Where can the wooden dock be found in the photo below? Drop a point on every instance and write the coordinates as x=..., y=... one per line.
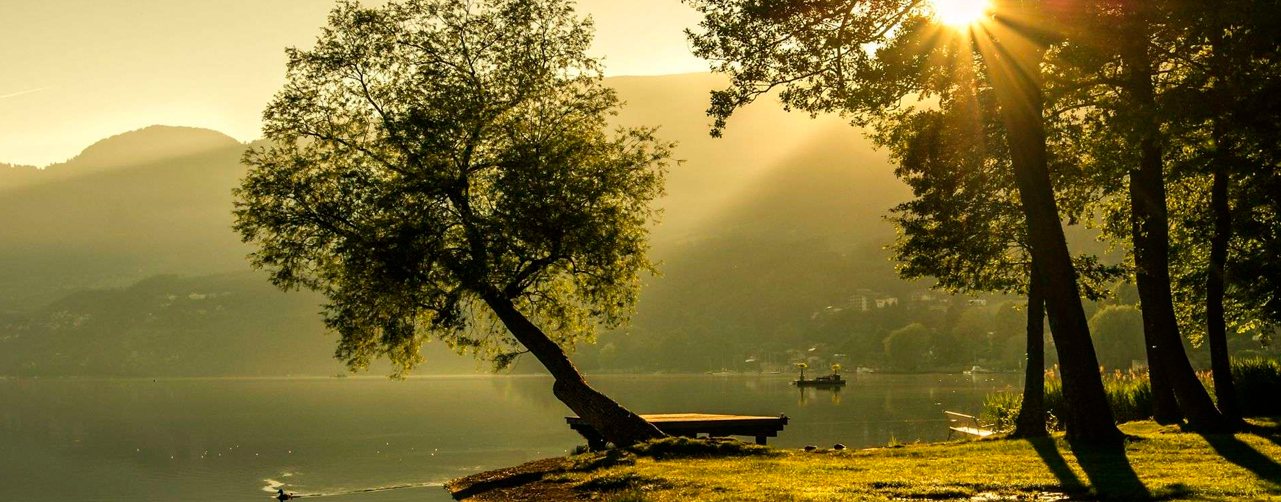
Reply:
x=693, y=424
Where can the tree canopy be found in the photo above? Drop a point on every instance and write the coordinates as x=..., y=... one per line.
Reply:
x=442, y=168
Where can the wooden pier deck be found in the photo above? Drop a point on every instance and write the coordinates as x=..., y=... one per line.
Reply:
x=693, y=424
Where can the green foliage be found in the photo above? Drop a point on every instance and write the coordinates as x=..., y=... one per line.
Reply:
x=1258, y=386
x=1170, y=465
x=429, y=154
x=1257, y=382
x=1117, y=332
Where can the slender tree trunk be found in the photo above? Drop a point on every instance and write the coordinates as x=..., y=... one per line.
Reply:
x=615, y=423
x=1015, y=65
x=1152, y=249
x=1216, y=325
x=1031, y=415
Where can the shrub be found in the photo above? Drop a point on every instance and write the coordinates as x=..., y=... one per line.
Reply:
x=679, y=447
x=1258, y=386
x=1257, y=382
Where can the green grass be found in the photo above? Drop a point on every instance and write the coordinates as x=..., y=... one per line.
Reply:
x=1130, y=393
x=1157, y=464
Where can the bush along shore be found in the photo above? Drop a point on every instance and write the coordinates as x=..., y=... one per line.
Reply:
x=1156, y=464
x=1257, y=382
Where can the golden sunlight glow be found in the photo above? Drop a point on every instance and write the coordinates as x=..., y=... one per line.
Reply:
x=960, y=13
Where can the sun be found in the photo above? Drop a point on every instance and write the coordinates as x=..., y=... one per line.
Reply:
x=960, y=13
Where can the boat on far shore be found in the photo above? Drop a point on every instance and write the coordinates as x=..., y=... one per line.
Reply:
x=828, y=380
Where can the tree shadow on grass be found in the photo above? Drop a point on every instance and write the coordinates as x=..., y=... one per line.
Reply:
x=1111, y=474
x=1270, y=432
x=1048, y=450
x=1236, y=451
x=1107, y=469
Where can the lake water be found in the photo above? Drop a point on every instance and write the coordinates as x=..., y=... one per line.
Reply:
x=374, y=439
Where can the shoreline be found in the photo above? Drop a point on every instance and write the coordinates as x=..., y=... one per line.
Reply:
x=1220, y=466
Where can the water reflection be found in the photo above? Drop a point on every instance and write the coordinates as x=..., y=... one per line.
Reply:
x=228, y=438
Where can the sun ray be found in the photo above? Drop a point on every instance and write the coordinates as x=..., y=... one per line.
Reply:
x=960, y=13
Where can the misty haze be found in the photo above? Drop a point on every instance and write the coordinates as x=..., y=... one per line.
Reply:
x=642, y=250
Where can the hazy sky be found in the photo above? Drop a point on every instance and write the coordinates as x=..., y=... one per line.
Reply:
x=73, y=72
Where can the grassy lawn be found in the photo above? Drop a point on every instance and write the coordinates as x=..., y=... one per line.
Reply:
x=1157, y=464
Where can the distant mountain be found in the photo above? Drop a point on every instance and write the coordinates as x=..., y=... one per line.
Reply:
x=103, y=220
x=151, y=145
x=762, y=228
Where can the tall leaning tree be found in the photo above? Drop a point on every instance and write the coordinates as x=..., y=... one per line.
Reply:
x=963, y=227
x=443, y=169
x=865, y=58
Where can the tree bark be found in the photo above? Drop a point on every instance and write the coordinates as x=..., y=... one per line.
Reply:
x=1015, y=67
x=1221, y=161
x=1216, y=324
x=615, y=423
x=1150, y=238
x=1031, y=414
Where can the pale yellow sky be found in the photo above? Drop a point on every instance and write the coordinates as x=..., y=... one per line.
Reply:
x=73, y=72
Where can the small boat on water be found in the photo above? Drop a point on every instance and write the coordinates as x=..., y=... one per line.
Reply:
x=829, y=380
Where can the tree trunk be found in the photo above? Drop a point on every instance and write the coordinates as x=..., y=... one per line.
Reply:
x=615, y=423
x=1015, y=67
x=1031, y=415
x=1216, y=324
x=1152, y=249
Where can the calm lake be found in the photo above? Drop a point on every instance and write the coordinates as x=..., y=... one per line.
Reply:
x=375, y=439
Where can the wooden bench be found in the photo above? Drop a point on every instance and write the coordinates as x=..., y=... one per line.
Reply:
x=693, y=424
x=966, y=425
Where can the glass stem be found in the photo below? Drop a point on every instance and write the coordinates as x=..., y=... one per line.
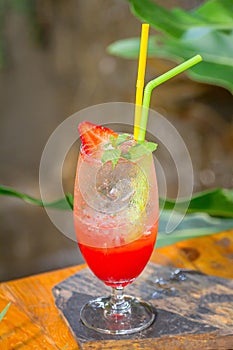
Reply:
x=118, y=303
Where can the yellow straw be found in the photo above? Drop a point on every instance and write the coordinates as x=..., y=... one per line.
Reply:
x=140, y=78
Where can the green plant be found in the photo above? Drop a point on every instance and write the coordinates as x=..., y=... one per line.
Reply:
x=208, y=212
x=206, y=30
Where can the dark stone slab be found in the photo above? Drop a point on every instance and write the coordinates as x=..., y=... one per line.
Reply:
x=186, y=302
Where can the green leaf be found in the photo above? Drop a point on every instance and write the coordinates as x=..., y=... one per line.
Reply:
x=217, y=202
x=62, y=204
x=139, y=150
x=4, y=311
x=112, y=155
x=215, y=14
x=207, y=30
x=192, y=226
x=121, y=138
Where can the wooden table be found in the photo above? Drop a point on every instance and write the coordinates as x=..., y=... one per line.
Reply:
x=33, y=321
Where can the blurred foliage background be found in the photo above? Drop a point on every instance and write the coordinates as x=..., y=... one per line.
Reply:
x=53, y=63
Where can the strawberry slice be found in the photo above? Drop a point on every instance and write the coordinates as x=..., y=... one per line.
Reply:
x=93, y=135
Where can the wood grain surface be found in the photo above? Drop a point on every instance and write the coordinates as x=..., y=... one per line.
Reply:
x=34, y=322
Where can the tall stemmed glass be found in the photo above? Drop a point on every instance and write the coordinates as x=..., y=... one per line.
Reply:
x=116, y=223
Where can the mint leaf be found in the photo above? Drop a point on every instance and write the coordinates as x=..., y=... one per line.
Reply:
x=150, y=146
x=139, y=150
x=112, y=155
x=122, y=138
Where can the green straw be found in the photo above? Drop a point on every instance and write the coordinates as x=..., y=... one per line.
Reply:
x=153, y=83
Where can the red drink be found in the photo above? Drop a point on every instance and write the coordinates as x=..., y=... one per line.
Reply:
x=120, y=265
x=116, y=223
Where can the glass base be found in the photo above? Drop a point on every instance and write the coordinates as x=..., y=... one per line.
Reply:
x=135, y=316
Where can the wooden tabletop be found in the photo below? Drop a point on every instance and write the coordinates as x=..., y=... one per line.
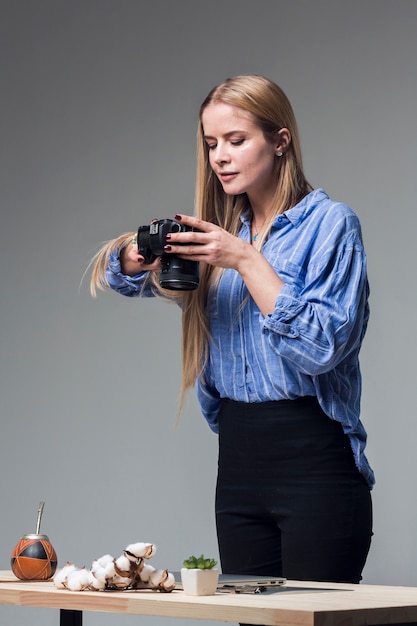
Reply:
x=296, y=604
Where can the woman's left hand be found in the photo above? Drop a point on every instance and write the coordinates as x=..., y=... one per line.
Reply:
x=208, y=243
x=216, y=246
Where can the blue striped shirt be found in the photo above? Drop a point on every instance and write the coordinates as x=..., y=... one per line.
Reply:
x=309, y=345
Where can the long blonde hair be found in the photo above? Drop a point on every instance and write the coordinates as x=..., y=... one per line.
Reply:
x=271, y=111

§ PROBLEM:
Counting only lines with the word "lake" in them, say how many there are in the entries above, with no other words.

§ RESPONSE TO THIS TASK:
2